- _What to do_
Go to the line containing "Target: man's hand on desk" in the records below and print it and every following line exactly, on through the line containing "Target: office chair", then stop.
-- -- --
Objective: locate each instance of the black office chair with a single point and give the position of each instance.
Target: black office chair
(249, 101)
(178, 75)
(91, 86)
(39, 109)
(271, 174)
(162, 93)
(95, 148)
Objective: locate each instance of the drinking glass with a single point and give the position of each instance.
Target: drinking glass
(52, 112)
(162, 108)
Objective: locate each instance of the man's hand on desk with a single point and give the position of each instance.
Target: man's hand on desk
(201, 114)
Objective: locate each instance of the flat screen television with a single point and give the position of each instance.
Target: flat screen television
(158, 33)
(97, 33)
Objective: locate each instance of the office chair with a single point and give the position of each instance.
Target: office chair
-- -- --
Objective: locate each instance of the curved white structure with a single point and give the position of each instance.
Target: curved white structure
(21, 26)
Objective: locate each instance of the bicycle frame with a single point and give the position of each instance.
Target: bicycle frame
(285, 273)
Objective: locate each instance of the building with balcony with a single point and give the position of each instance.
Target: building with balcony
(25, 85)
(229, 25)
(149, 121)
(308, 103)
-- -- --
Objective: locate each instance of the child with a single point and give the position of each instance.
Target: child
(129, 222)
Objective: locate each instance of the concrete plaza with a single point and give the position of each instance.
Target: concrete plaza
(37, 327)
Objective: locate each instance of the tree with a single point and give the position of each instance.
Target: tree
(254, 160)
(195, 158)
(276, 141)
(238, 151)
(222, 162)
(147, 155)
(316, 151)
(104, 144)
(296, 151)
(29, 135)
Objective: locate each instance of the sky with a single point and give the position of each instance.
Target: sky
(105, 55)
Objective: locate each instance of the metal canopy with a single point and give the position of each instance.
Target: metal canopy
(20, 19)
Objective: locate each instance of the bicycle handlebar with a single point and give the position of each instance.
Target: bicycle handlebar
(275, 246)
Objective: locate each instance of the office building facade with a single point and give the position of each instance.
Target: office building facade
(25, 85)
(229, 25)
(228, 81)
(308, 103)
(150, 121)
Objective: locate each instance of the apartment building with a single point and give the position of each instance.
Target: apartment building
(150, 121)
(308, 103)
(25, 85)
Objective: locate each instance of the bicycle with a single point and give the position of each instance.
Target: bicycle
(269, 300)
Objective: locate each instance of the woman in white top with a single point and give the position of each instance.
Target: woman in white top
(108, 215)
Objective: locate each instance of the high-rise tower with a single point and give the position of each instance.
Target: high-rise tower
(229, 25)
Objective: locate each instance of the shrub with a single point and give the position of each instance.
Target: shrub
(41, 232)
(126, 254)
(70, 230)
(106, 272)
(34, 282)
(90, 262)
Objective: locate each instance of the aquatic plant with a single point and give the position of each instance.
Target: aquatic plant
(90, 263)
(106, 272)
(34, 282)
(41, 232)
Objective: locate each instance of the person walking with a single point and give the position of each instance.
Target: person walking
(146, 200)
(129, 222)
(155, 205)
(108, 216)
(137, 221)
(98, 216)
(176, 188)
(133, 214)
-- -- --
- _Your solution_
Target: man's hand on desk
(201, 114)
Objective: locate each instance of the flat screen television with a single point and give the position of each instance.
Target: flat screen television
(158, 33)
(97, 33)
Objective: locate each instance of the office chair with a single point and give the position of each instance.
Target: office chair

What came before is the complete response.